» TASK 1:
In the forum thread about recording only new shows, which recording options did Dish offer after a show was picked?
» TASK 2:
Carry on the forum thread about recording only new shows, picking up right after its last line.

» PASSAGE PROVIDED:
+ + +
# help, how to record new shows only



## csuhy (Aug 19, 2010)

I am brand new to direct tv and really really miss my dish remote control as it was soooo easy to record shows. My problem is I record news shows for ex. Bill O'Reilly and want to set my remote to record at 11:00 pm mon-fri. I have tried everything and it ends up recording at 8pm, 11,pm and 5am even though I chose first . I even went into manual record but when I did that it did not show that I recorded it. Also do I have to go thru each day I want to record it? Also I want to record new shows only for ex. Leverage. I can end up with 2 leverages, 1 older plus the new one. Dish would let me pick a show and shows options of All, Once, New, Weekly, Daily and M-F. How easy is that?!!! I went to the tips page but am still lost. I guess I need really simple 1, 2, 3 instructions! I regret so much switching and had I known Dish was getting local channels in HD this week I would NEVER had switched:nono2: Please help so I can enjoy my decision. thanks, cherie


----------



## James Long (Apr 17, 2003)
+ + +
» ENTRIES SUPPLIED:
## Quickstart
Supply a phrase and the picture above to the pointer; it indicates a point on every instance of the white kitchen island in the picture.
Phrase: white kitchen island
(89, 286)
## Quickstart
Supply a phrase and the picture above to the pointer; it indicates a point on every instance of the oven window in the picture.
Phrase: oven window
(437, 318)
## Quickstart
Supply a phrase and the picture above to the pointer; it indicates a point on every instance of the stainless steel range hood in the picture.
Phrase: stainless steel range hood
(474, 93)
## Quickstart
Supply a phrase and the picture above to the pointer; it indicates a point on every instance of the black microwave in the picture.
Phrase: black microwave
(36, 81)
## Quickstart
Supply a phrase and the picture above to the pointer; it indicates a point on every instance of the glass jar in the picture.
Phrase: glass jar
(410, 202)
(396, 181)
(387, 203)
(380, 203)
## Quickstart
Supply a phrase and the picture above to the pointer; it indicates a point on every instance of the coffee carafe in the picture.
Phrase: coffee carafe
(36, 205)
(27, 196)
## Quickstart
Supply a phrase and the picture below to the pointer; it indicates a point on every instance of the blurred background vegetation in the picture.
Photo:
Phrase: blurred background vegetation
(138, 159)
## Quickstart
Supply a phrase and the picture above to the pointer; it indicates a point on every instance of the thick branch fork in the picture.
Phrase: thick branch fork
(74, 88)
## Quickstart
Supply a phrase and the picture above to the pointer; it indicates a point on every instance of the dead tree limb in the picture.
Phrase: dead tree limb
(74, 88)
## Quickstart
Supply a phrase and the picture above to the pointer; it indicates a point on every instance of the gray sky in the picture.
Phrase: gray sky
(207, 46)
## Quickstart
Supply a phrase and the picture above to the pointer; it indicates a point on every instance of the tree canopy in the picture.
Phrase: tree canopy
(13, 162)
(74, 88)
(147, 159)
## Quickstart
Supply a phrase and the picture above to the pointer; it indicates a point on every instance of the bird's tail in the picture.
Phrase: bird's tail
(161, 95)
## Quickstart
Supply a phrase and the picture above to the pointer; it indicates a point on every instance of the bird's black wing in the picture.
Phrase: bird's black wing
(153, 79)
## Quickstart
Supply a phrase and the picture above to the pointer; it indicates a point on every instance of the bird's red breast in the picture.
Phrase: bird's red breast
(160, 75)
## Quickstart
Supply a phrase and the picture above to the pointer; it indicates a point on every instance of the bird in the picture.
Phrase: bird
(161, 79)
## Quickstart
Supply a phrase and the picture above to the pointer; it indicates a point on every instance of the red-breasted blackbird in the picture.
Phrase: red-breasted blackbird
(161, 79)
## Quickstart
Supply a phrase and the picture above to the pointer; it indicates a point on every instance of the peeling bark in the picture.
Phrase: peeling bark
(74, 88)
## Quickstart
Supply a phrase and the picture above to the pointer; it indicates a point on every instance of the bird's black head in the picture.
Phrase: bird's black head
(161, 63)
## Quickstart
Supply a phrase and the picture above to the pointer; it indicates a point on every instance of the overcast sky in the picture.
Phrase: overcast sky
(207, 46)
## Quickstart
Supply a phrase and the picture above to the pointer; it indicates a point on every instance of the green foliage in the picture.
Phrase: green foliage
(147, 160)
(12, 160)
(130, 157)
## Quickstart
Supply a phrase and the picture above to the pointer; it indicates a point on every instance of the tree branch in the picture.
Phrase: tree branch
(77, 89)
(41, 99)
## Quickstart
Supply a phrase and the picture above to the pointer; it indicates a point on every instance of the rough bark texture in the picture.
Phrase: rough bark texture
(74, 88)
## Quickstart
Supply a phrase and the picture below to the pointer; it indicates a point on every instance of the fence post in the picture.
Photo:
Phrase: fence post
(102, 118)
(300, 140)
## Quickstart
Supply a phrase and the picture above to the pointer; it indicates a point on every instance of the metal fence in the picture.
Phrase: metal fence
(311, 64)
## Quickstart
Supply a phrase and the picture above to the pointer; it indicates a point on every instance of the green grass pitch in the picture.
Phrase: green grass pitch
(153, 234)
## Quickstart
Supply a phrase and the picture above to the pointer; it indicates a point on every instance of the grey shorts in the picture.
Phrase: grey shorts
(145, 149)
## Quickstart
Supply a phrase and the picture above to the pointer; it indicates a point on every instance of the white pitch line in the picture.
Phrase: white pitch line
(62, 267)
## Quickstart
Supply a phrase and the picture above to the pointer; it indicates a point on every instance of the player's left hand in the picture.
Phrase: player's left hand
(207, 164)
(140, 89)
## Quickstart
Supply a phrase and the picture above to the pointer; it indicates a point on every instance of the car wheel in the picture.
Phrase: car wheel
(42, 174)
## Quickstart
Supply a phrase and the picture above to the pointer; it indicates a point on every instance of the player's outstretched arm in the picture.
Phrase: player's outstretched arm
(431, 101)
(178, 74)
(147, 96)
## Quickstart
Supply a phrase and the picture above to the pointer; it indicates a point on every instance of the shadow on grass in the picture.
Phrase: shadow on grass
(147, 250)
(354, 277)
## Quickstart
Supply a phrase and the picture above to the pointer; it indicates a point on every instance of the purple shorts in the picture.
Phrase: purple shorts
+ + +
» FINAL ANSWER 1:
All, Once, New, Weekly, Daily and M-F.

» FINAL ANSWER 2:
:welcome_s

If you choose "new" you will get the first "new" program regardless of the time of day. Repeats will be skipped as they are not new. However if the program in the guide is not dated the receiver protects you by considering it new. Hence the multiple recordings of O'Riley. (Today's 8pm ET edition is dated 8-19 but the replays are not accurately dated.

The best solution is to set a M-F or daily timer for the show at the time you want to record it. (Not a manual timer, but when setting up the timer select M-F or daily instead of new or all).

I'm not sure what the problem with Leverage is. I have that set to "New" and only get the first new airing that doesn't conflict with another timer.


----------



## sigma1914 (Sep 5, 2006)

First off...wrong forum. You're a Directv sub, now.
Second, you can set a manual reoccurring daily recording for Fox News @ 11pm-12am M-F.
Third, for Leverage & other shows set the default for Series Manager to record Only New.


----------



## James Long (Apr 17, 2003)

I missed the carrier ... moving to the appropriate forum ...


----------



## sigma1914 (Sep 5, 2006)

James Long said:


> I missed the carrier ... moving to the appropriate forum ...


You gave good directions, though.


----------



## joed32 (Jul 27, 2006)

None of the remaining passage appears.